Start SOURCE EXTRACT
Monday, October 5, 2015
Saturday, October 3, 2015
- A 5% discount! I am glad I asked.
- I find them both creating in the living room, enjoying their time together. Em is drawing a lovely zentangled elephant and Jay is waving friendship bracelets.
- I talk Jay into going for a walk. On our way back we stop at the orchard and enjoy the view of the valley down below. That is when she says she didn’t expect our trip to be this lovely.
Friday, October 2, 2015
- I had a headache after the session but I also felt more relaxed. I am grateful for the good experience.
- A pendant Jay will love.
- Jay and I attend the opening of an exhibition of paintings by local ameteur artists that takes place every year about same time. My old classmate from primary school and his wife are there, too, both painters. Great time. Beautiful works.
Thursday, October 1, 2015
- I watch her walk from the car to the school building, confidently and energetically.
- My appointments get scheduled much earlier than I expected, but that is a good thing. Soon is good.
- I let my Mom take my car in the afternoon so that I have a good excuse to walk down to get it back in the evening. These are my most refreshing 20 minutes of today.
Wednesday, September 30, 2015
Sunday, September 27, 2015
- I have no idea what I did wrong the first time I tried installing my new computer mouse, but now it works. It’s red and wireless and mine.
- I take the piece of furniture I no longer use from the bedroom to one of the rooms upstairs. A good decision.
- In the evening Jay wants us to be creative, both of us, like we were last night. I draw zentangles again.
Thursday, September 17, 2015
Wednesday, September 16, 2015
- The orange sky at sunrise. What I like most about Fall is the breath-taking sky at sunrise, sunset and on starry nights.
- Jay suggests we take our bikes and ride up to the poet’s old cottage again. We walk around it, check the records of visitors for new names (but Jay’s from a few days ago is the last one), then we watch crazy clouds for a while, and ride back.
End SOURCE EXTRACT
Start DATA LISTING
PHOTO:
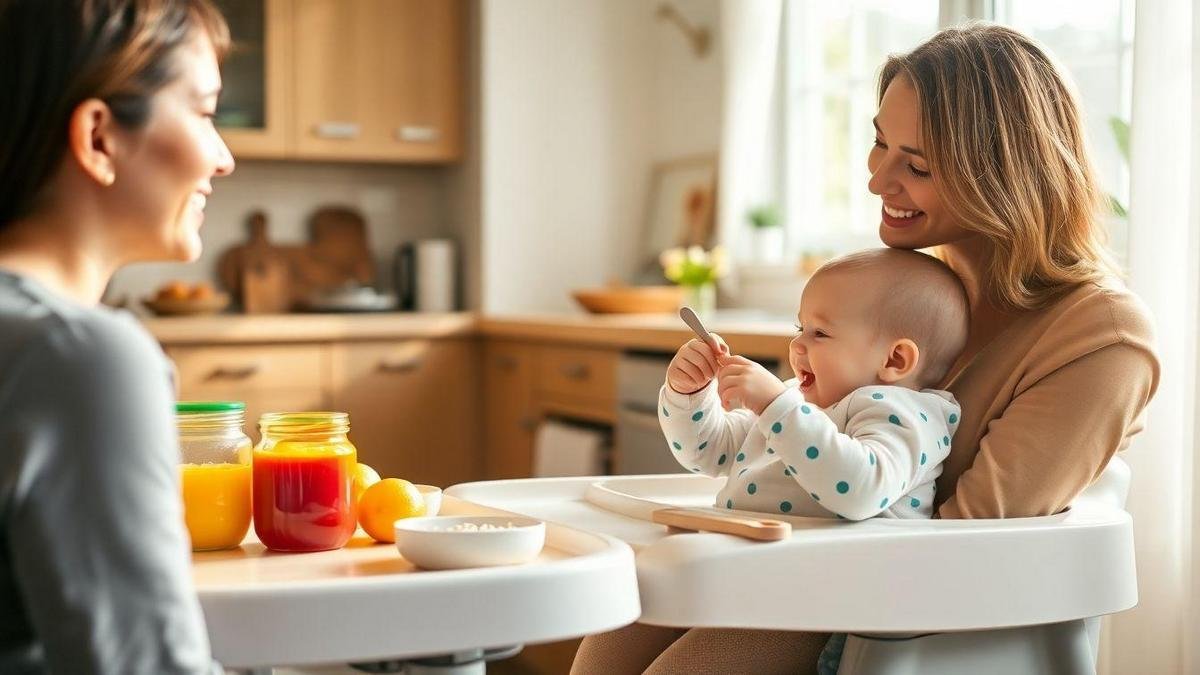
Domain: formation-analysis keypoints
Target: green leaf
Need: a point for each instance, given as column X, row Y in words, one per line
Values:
column 1121, row 135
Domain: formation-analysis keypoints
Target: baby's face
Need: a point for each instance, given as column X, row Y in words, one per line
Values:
column 837, row 348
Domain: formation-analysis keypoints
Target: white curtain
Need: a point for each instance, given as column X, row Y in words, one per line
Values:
column 1157, row 637
column 750, row 31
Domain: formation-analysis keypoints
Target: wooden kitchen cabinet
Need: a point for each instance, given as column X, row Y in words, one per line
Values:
column 345, row 79
column 510, row 416
column 378, row 79
column 414, row 406
column 267, row 377
column 253, row 111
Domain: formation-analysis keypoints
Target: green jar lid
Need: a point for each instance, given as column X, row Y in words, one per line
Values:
column 184, row 407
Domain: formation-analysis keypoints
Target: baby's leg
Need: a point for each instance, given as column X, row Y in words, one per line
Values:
column 732, row 650
column 624, row 651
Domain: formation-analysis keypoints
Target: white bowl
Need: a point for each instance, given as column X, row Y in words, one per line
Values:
column 432, row 543
column 432, row 495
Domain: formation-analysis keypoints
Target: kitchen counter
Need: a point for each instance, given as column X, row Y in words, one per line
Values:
column 745, row 332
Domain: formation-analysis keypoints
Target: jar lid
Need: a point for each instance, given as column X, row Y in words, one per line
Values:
column 185, row 407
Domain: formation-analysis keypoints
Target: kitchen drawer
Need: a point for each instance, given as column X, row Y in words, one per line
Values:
column 274, row 366
column 577, row 372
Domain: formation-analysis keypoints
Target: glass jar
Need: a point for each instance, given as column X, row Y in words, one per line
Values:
column 215, row 472
column 304, row 477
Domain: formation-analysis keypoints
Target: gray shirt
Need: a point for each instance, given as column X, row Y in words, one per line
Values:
column 94, row 555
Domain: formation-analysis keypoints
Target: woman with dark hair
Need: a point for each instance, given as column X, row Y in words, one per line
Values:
column 107, row 151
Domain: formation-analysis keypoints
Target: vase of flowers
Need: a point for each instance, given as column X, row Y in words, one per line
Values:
column 696, row 270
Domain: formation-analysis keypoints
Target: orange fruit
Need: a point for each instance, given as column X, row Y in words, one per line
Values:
column 364, row 477
column 385, row 502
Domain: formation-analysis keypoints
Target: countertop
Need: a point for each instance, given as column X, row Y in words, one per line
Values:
column 745, row 332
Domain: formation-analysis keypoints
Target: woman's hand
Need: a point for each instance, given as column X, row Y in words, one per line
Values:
column 744, row 383
column 695, row 365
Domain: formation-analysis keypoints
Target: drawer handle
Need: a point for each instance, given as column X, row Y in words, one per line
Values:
column 576, row 371
column 400, row 366
column 417, row 133
column 336, row 130
column 234, row 372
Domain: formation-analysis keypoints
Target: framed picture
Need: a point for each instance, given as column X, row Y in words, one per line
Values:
column 682, row 204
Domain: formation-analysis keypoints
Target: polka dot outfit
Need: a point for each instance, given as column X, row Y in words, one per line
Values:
column 877, row 452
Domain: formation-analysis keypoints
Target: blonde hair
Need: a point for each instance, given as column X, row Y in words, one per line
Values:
column 1005, row 139
column 918, row 297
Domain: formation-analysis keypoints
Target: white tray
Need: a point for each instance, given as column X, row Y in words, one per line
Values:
column 879, row 575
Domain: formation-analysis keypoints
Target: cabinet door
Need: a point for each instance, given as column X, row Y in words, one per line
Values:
column 413, row 405
column 267, row 377
column 510, row 414
column 379, row 79
column 252, row 113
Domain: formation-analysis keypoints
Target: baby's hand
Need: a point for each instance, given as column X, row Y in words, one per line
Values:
column 744, row 383
column 695, row 365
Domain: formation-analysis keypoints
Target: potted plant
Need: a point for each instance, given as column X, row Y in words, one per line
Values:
column 696, row 270
column 767, row 233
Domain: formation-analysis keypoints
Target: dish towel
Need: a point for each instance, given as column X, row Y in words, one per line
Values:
column 568, row 449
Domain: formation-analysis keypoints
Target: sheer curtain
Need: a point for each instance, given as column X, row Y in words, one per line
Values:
column 1157, row 637
column 750, row 34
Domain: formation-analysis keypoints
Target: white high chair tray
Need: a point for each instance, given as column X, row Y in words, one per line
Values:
column 879, row 575
column 365, row 602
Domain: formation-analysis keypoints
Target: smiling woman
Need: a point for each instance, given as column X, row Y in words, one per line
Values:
column 107, row 153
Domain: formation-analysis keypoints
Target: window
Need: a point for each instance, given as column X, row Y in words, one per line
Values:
column 833, row 52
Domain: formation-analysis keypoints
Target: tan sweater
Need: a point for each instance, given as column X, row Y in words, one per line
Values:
column 1048, row 402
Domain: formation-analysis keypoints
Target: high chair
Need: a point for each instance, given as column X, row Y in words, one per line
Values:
column 916, row 596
End DATA LISTING
INSTRUCTIONS TO FOLLOW: Decide whether each statement agrees with the journal, answering yes or no and quoting the words of the journal that settle it. 1. On the way back from a walk, the writer and Jay stop at the orchard. 2. The writer's new computer mouse is black. 3. Jay's name is the most recent entry in the visitors' records at the poet's old cottage. The data has no connection to the journal.

SOLVED EXERCISE:
1. Yes: "On our way back we stop at the orchard and enjoy the view of the valley down below."
2. No: "It’s red and wireless and mine."
3. Yes: "but Jay’s from a few days ago is the last one"